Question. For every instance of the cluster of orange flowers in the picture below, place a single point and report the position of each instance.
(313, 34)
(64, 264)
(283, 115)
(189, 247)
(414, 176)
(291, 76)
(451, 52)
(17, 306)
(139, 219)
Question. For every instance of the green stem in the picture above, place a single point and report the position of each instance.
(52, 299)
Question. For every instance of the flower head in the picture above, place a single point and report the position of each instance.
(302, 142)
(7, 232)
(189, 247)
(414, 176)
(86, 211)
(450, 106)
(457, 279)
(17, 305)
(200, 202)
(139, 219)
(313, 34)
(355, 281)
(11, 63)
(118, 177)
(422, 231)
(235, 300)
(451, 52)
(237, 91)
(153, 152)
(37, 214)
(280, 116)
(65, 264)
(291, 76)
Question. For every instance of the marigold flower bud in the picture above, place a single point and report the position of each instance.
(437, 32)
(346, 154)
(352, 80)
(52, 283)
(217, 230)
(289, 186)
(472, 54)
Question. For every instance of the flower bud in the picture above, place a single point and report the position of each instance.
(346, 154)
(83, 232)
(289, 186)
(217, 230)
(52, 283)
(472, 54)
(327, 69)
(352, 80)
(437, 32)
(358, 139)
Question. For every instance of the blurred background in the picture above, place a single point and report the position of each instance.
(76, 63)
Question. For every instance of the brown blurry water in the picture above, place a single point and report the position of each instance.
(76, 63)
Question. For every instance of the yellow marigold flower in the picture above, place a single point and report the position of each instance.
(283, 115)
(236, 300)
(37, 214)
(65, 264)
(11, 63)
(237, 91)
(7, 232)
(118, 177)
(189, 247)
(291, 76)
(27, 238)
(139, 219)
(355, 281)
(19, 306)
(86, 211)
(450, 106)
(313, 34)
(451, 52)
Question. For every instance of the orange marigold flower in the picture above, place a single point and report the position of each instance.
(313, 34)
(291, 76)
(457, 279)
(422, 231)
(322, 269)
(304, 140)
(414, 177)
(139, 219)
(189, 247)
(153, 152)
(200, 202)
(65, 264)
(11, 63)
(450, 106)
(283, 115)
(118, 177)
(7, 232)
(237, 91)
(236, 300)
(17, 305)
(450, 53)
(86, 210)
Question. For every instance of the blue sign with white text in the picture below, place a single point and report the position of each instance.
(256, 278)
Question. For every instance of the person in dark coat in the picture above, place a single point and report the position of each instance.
::::::::::
BRIEF: Return all of the material verbatim, with no line left out.

ANSWER FOR THIS EXERCISE:
Question. For every instance of the cluster of orange flowers in the picture below, place a single point and report the position of each instance.
(313, 34)
(64, 264)
(283, 115)
(189, 247)
(414, 176)
(291, 76)
(451, 52)
(17, 306)
(139, 219)
Question. For every instance of the green stem in the picture above, place a single point and report the position of each instance.
(52, 299)
Question. For every instance of the flower head in the picture above, place a single point and report the position of each instance.
(302, 142)
(7, 232)
(189, 247)
(414, 176)
(86, 211)
(450, 106)
(457, 279)
(17, 305)
(200, 202)
(139, 219)
(313, 34)
(355, 281)
(11, 63)
(118, 177)
(422, 231)
(235, 300)
(451, 52)
(237, 91)
(153, 152)
(37, 214)
(280, 116)
(65, 264)
(291, 76)
Question. For every instance of the marigold flower bud in the picture above, place a single point and report the position of each instance.
(437, 32)
(346, 154)
(352, 80)
(52, 283)
(217, 230)
(289, 186)
(472, 54)
Question. For every instance of the flower bud in the picture above, place a single point and report the position of each instance.
(346, 154)
(83, 232)
(289, 186)
(217, 230)
(52, 283)
(472, 54)
(327, 69)
(352, 80)
(437, 32)
(358, 139)
Question. For every instance of the blurred background in the picture above, place a single point and report the position of each instance.
(76, 63)
Question. For every instance of the brown blurry water in the picture above, place a single point and report the position of each instance.
(76, 63)
Question. For every instance of the yellow marigold flower in the picture above, place a single point and report the position of each instance.
(283, 115)
(236, 300)
(37, 214)
(65, 264)
(11, 63)
(237, 91)
(7, 232)
(118, 177)
(189, 247)
(291, 76)
(27, 238)
(139, 219)
(355, 281)
(19, 306)
(86, 211)
(450, 106)
(313, 34)
(451, 52)
Question. For every instance of the orange marigold flower in the picture above, place a single point and report the position of each instance.
(313, 34)
(291, 76)
(457, 279)
(422, 231)
(322, 269)
(304, 140)
(414, 177)
(139, 219)
(189, 247)
(153, 152)
(200, 202)
(65, 264)
(11, 63)
(450, 106)
(283, 115)
(118, 177)
(7, 232)
(237, 91)
(236, 300)
(17, 305)
(450, 53)
(86, 210)
Question. For every instance of the blue sign with white text in the picture below, place a single point and report the position of each instance.
(256, 278)
Question. For every instance of the person in dark coat in the picture above, place a single point and report the position of each instance.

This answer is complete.